[Opening Records shown section]

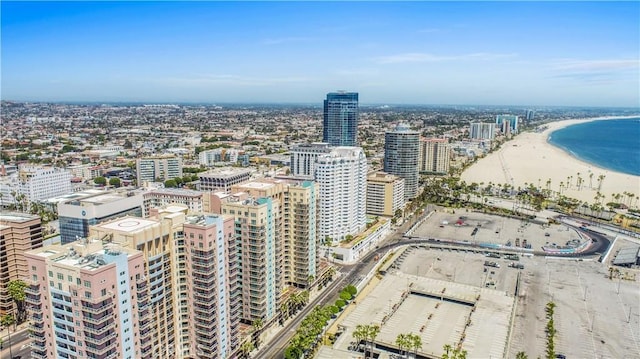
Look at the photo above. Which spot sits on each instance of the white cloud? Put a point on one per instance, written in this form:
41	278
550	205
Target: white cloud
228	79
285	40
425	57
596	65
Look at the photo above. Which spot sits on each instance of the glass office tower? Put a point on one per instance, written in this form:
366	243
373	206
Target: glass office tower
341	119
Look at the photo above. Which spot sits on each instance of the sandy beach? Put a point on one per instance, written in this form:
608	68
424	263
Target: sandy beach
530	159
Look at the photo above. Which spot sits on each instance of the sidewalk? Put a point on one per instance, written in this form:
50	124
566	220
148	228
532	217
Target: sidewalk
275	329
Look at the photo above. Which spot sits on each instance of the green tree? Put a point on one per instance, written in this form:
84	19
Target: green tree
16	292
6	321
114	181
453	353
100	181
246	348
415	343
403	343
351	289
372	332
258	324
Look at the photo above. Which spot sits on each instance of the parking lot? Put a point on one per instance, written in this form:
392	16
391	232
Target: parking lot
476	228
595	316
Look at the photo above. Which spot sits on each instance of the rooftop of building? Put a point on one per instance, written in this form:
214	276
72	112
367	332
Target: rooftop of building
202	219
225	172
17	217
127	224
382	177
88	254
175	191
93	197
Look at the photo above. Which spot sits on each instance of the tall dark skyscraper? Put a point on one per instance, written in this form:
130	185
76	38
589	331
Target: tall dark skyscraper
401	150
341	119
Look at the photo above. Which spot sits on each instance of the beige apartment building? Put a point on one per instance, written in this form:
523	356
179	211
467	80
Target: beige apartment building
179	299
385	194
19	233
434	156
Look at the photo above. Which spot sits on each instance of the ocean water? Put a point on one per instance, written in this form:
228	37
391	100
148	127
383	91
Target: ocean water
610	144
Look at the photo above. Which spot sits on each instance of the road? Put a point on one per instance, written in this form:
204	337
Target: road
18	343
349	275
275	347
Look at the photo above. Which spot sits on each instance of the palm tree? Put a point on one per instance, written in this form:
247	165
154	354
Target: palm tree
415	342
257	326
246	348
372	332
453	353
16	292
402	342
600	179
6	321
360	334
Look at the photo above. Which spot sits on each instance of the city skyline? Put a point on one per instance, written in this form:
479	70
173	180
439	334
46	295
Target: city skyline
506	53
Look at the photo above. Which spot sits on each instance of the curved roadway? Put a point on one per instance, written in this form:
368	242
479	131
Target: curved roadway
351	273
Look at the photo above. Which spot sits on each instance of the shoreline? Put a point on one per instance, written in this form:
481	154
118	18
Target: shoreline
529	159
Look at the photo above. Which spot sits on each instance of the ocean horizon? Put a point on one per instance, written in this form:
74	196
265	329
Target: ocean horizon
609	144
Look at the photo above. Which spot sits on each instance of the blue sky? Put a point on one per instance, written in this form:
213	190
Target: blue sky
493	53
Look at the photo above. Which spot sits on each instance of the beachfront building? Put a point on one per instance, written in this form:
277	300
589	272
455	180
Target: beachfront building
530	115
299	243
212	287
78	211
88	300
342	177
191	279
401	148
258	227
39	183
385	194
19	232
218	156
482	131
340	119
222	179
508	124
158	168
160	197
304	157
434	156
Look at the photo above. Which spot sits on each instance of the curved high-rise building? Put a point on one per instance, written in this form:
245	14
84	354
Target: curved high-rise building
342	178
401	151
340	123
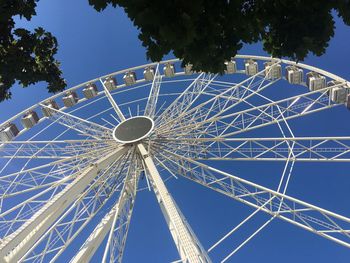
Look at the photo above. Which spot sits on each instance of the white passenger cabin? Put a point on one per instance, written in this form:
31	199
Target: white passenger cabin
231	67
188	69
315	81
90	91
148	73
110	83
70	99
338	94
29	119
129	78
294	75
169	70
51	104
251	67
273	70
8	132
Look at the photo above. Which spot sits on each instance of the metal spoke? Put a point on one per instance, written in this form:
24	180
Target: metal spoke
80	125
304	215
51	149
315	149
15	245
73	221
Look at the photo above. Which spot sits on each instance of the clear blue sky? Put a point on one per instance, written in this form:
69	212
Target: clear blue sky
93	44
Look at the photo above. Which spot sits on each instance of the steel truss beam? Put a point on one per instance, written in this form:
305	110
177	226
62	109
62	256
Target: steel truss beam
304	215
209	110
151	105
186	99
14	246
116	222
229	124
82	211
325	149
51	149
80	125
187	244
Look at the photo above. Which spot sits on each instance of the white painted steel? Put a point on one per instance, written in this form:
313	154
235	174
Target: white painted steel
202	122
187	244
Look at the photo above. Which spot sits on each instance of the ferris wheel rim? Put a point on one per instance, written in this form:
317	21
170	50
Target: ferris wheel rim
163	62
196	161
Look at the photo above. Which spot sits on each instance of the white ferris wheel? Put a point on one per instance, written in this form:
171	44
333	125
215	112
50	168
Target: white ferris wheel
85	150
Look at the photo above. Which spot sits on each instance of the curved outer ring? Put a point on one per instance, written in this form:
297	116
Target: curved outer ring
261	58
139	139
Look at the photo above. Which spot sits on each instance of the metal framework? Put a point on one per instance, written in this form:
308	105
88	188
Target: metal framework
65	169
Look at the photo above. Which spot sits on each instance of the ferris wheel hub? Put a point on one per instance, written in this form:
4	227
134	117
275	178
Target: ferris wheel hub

[Closing Records shown section]

## How to complete this task
Transcribe every entry word for word, excluding images.

## Problem solution
Look at the photo above. Which spot sits on each instance of the white cloud? Put a point on one per instance, written in this form:
41	278
550	205
Target: white cloud
228	79
285	40
425	57
596	65
Look at the photo above. Which spot sits on each instance of the glass office tower? Put a point on one per instance, written in this form:
366	243
373	206
Target: glass office tower
341	119
Look at the photo above. Which spot sits on each instance of the sandy beach? Put a point on one per instance, written in this form:
608	68
424	263
Target: sandy beach
530	159
Look at the photo above. Which spot sits on each instance of the sidewalk? Put a point on one per instance, written in this form:
50	124
566	220
148	228
532	217
Target: sidewalk
275	329
Look at the photo above. Which spot sits on each instance of the green tree? Put a point on one per instance, written in this form:
84	19
Target: green tree
16	292
6	321
114	181
453	353
100	181
246	348
415	343
403	343
351	289
372	332
258	324
Look at the photo above. Which spot sits on each instance of the parking lot? Put a point on one per instance, written in this form:
392	16
391	232
Target: parking lot
476	228
595	316
Look at the photo above. Which spot sits on each instance of the rooftop of building? Put a point on one per instance, written in this form:
214	276
72	112
367	332
Target: rooftop of building
202	219
225	172
17	217
127	224
382	177
88	254
175	191
93	197
Look at the photo above. Which spot sits on each instance of the tall dark skyscraper? Put a point on one per instance, written in this form:
130	185
76	38
589	331
Target: tall dark skyscraper
401	150
341	119
Look at the photo above. Which spot sits on each instance of the beige apartment building? Put a point on one per instance, written in this form:
523	356
179	211
467	80
Target: beige apartment building
179	299
385	194
19	233
434	156
Look at the photo above. Which spot sits on each instance of the ocean water? Put a point on one per instance, written in this form:
228	37
391	100
148	127
383	91
Target: ocean water
610	144
Look at the photo above. Which spot sits on each instance of the road? Put a point on one per instance, written in this form:
204	337
Target: road
18	343
349	275
275	347
Look at the photo above. Which spot sits on each instance of the palm tree? Put a point on one per instance, written in this form:
247	165
154	354
Target: palm tree
415	342
257	326
246	348
372	332
453	353
16	292
402	342
600	179
6	321
360	334
Look at the photo above. Which spot sits on each instance of the city skyline? Put a point on one per instance, written in this form:
479	70
173	180
439	334
46	295
Target: city skyline
506	53
Look at the photo above. Which spot sits on each instance of the curved roadway? Put a point on one per instance, written in this form:
368	242
479	131
Target: curved roadway
351	273
Look at the photo above. Which spot sits on each instance of the shoreline? Put a point on one per instance, written in this form:
481	154
118	18
Target: shoreline
529	159
Look at the photo above. Which spot sits on each instance of the ocean horizon? Put a point on one per instance, written in this form:
74	196
265	329
Target: ocean horizon
609	144
Look at the photo above. Which spot sits on each instance of the blue sky? Put a point on one per instance, written in this form:
213	190
Target: blue sky
493	53
Look at the photo above. Which spot sits on each instance of the beachfront building? Put a point on one per instance, written in this form:
277	300
589	272
455	180
Target: beachfront building
530	115
299	243
212	287
78	211
88	300
342	177
191	279
401	148
258	227
39	183
385	194
19	232
218	156
482	131
340	119
222	179
508	124
158	168
160	197
304	157
434	156
Look at the photo above. Which spot sits on each instance of the curved high-rise building? Put a point on one per instance, written in this form:
245	14
84	354
Target: curved high-rise building
342	178
401	151
340	123
Look at the photo above. Which spot sits on each instance of the white passenger cabin? Put a point on one per instance, written in this form:
31	199
Target: white passenger cabin
231	67
188	69
315	81
90	91
148	73
110	83
70	99
338	94
29	119
129	78
294	75
169	70
51	104
251	67
273	70
8	132
Look at the photo above. Which spot sits on each instance of the metal spoke? Put a point on one per instance, written in this form:
24	180
Target: metal spoke
80	125
304	215
51	149
315	149
15	245
73	221
Look at the photo above. Which spot sits on each instance of the clear blue sky? Put a point on one per instance, written in this form:
69	212
Target: clear blue sky
93	44
Look at the photo above. Which spot sits on each instance of the steel truss beam? Put a point on one per instance, written in this form:
305	110
177	226
62	109
62	256
Target: steel truss beam
304	215
209	110
151	105
186	99
14	246
116	222
229	124
82	211
325	149
51	149
80	125
187	244
Look at the photo above. Which spot sits on each instance of the white painted steel? Put a point on one per instance, written in this form:
313	154
235	174
Target: white painted steel
202	122
187	244
Look at the photo above. Which spot sits on each instance of the ferris wheel rim? Put a point on one per instance, written in this form:
317	21
170	50
Target: ferris wheel rim
163	62
196	161
Look at the photo above. Which spot sits on each instance of the white ferris wheel? Put a point on one per instance, written in this form:
171	44
333	125
215	112
50	168
Target: white ferris wheel
85	150
Look at the photo above. Which spot sits on each instance of the curved outer ring? Put a point on one per instance, written in this form:
297	116
Target: curved outer ring
261	58
139	139
Look at the photo above. Which spot sits on each instance of the metal framework? Put a point on one per instance, written in this form:
308	105
88	188
Target: metal framework
65	169
Look at the photo above. Which spot sits on each instance of the ferris wheel hub? Put a point on one per instance, written in this form:
4	227
134	117
275	178
Target: ferris wheel hub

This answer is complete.